§ **Exercise objective**
Print the Christmas passage word for word, beginning at "I had no use" and stopping after "vision of nirvana.".

§ **Text provided**

------------------------------------------------------------------------

I believe we all compensate in some way for the holidays we experienced or didn't get to experience as children. What does a brat do when her mother goes out of her way to try and deliver perfection? When she feels that idealistic vision is over the top and unachievable? If she's still years away from understanding why her mother wanted one flawless day to feel better about all the other flaws, she might become me: a person who salvaged her broken childhood ornaments to hang on her own tree, hates most Christmas movies, and routinely doles out gifts wrapped in crumbled paper always cut too short for the box.
I had no use for Christmas when I got together with my now-husband. After dating in college, losing touch, and reconnecting over email, we agreed to hang out two days after Thanksgiving at a bar in downtown Manhattan. The signs were there: The bar he chose was littered with wreaths and lights. Christmas songs played periodically, despite it still being spectacularly early for that nonsense. When I visited his apartment for the first time — weeks before Christmas — I discovered it was decked out with a tree (colored lights), Santa figurines, and a light-up Christmas village that resembled a 19th century gentleman's vision of nirvana.

------------------------------------------------------------------------

§ **Data extracts**
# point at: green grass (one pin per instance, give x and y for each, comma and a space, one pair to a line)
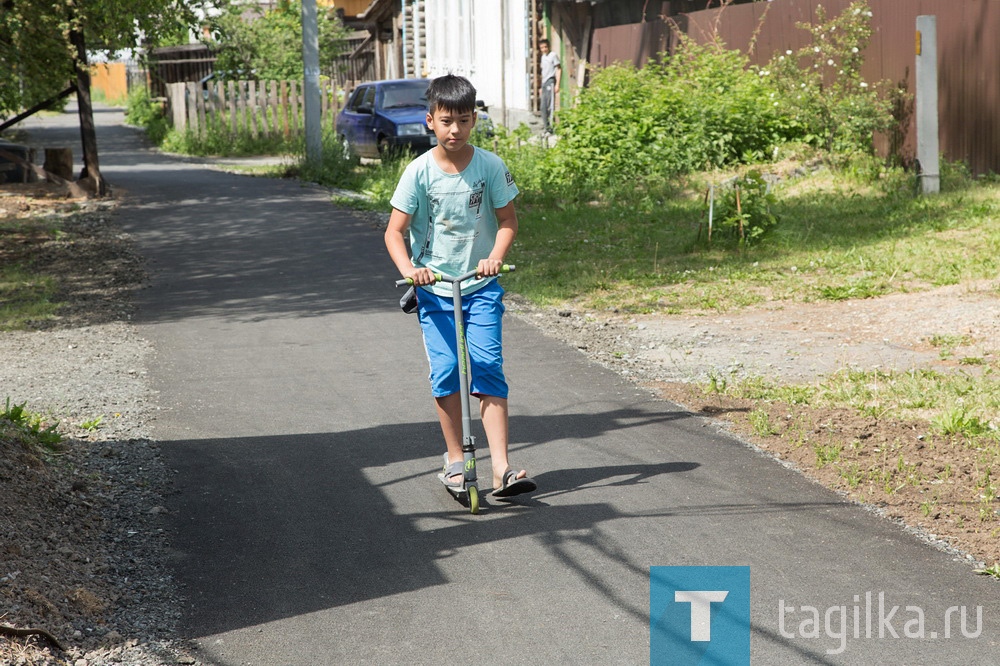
16, 421
25, 297
836, 240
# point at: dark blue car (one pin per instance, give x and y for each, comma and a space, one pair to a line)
385, 116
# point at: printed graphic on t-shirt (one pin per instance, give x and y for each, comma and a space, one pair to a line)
476, 196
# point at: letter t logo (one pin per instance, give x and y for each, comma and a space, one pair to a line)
701, 610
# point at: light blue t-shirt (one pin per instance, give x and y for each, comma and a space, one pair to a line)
454, 222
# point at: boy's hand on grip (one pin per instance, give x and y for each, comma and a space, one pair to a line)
421, 276
489, 267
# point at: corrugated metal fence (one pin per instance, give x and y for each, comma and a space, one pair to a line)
968, 66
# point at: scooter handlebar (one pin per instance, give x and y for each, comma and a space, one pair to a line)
438, 277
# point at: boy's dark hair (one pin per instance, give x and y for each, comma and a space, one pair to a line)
451, 93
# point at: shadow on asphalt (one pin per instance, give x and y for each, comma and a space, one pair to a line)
305, 522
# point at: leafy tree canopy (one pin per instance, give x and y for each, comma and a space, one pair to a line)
37, 57
254, 44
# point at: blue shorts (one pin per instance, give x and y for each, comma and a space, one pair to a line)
482, 313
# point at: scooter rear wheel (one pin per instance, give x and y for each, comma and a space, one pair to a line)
473, 499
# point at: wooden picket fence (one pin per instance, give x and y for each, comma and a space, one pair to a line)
258, 108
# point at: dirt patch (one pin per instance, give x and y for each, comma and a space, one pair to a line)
82, 549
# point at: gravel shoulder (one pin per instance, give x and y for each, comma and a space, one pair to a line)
82, 550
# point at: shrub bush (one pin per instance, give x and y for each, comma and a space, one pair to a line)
143, 111
702, 107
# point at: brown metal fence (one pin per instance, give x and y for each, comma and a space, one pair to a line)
173, 64
968, 58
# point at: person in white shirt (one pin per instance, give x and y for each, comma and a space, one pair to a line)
551, 77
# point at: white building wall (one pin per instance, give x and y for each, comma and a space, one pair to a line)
466, 37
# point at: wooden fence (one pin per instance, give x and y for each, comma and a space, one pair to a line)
258, 108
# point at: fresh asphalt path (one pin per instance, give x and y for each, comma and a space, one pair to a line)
307, 524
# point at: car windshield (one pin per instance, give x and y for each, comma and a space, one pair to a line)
400, 95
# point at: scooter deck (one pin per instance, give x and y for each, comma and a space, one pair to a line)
462, 496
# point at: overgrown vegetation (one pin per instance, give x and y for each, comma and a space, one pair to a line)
30, 429
269, 47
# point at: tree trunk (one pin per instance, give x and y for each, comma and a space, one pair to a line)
88, 134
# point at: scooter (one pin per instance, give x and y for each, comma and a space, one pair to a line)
468, 494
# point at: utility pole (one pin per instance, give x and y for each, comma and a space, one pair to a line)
310, 62
88, 134
927, 110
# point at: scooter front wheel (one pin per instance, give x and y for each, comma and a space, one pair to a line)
473, 498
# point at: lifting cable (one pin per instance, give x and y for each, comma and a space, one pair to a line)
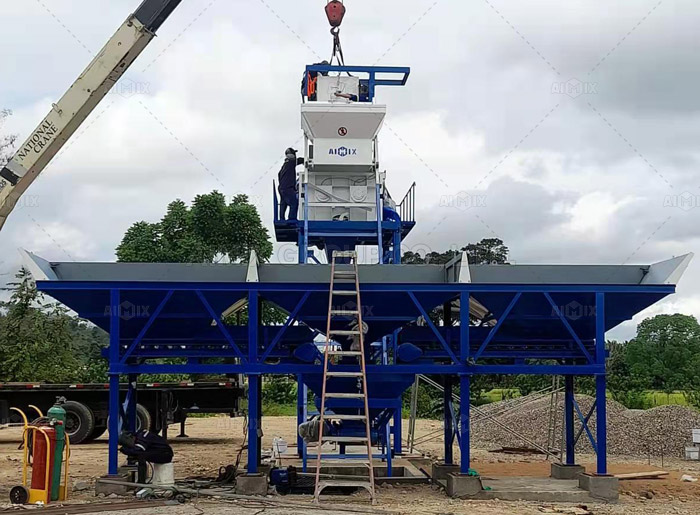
335, 11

------------------------------------------------------------------------

§ **Task result**
I had no use for Christmas when I got together with my now-husband. After dating in college, losing touch, and reconnecting over email, we agreed to hang out two days after Thanksgiving at a bar in downtown Manhattan. The signs were there: The bar he chose was littered with wreaths and lights. Christmas songs played periodically, despite it still being spectacularly early for that nonsense. When I visited his apartment for the first time — weeks before Christmas — I discovered it was decked out with a tree (colored lights), Santa figurines, and a light-up Christmas village that resembled a 19th century gentleman's vision of nirvana.